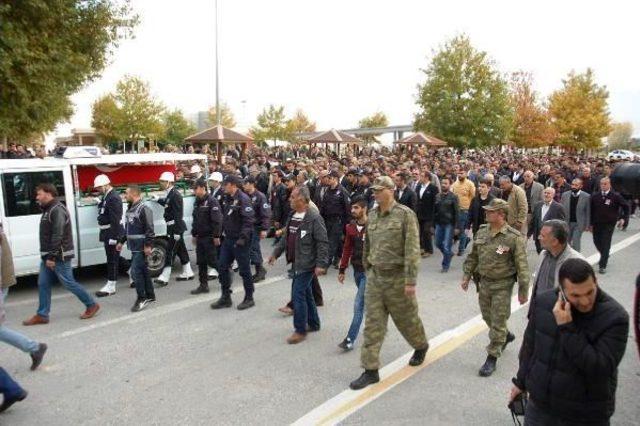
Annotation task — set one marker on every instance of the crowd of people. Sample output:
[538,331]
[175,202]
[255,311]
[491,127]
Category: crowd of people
[381,211]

Required work – Pictures aside, restate all of the entries exactly.

Written answer –
Annotation task — set one marker on every instance of the crowd of people. Sample output:
[538,331]
[175,202]
[255,311]
[491,127]
Category: crowd of people
[381,211]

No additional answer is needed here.